• _EXERCISE BRIEF_: Continue the blog post below about medical error as a cause of death from its last sentence.

• _PASSAGE_:
* * *
Friday, May 06, 2016
Medical Nemesis
You may have heard about this analysis in the BMJ that says medical error is the third leading cause of death in the U.S., after heart disease and cancer. This isn't actually supposed to be news, what the authors are really saying is that we need to keep track of it better and deal with it better.
A bit more about that anon, but let me also say that it isn't exactly, precisely true. Although they give as an example a case in which a botched medical procedure affirmatively caused a death, some of the cases that counted are more examples of medical error failing to prevent death from disease or an unrecognized lesion. It's sort of like saying that a faulty guardrail, rather than a driver who falls asleep at the wheel, is a cause of death. In other words we have an expectation that effective medical intervention will be provided when it is possible, and we're willing to call failure to prevent death a cause of death.
On the other hand, medical intervention can cause death when there is not any error per se, or at least it's not clear that there is. There is a certain risk associated with surgery or pharmaceutical treatment, which has to be weighed against the likely benefits. At what point less than perfect judgment or execution gets defined as an error is not usually clear, either. We don't know the details of Prince's case yet, but soon we might be asking, "Should his doctor have written that prescription for opioids after his surgery?" At what point did continuing to give him percocet become an error?
So what Makary and Daniel are saying is not that we should blame health care providers and that those incompetent, careless doctors are killing us all. What they are saying is precisely the opposite: that we need to create a culture that doesn't blame, but fixes problems. Medical professionals are human. They will make mistakes. The difference is that in most professions, mistakes are seldom or never fatal.
* * *
• _DATA FOR ANALYSIS_:
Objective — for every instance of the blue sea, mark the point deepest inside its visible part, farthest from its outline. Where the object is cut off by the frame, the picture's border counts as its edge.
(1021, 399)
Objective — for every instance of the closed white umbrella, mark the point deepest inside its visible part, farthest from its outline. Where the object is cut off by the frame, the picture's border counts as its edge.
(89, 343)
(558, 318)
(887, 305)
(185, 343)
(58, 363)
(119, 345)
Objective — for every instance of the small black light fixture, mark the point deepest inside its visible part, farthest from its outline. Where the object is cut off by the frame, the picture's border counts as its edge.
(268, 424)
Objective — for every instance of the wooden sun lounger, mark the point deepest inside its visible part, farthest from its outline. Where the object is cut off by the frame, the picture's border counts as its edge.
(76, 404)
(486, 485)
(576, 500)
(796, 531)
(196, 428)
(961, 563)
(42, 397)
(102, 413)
* * *
• _RESPONSE BELOW_:
So they propose, first of all, that death certificates include a notification that medical error was a factor in the death. I'm not sure how well that would work -- the physician responsible would likely be the one filling out the certificate, there are liability issues, and as I say, how do we really know when what happened qualified as an "error"? This seems unrealistic to me.
On the other hand, we could have a culture and a practice in which avoidable death and injury are discussed openly within the provider institution, and procedures are put in place or reinforced to prevent recurrences. In order to have continuous quality improvement, you need to limit blame and negative consequences of mistakes so that you don't just drive them underground. But on the third hand, some individuals should not be practicing, or should be required to take time out to be retrained or solve personal problems such as addiction that are interfering with their performance. You can't make quality improvement entirely blame free.
So this is really about balance. It isn't about a dichotomy, and it isn't simple.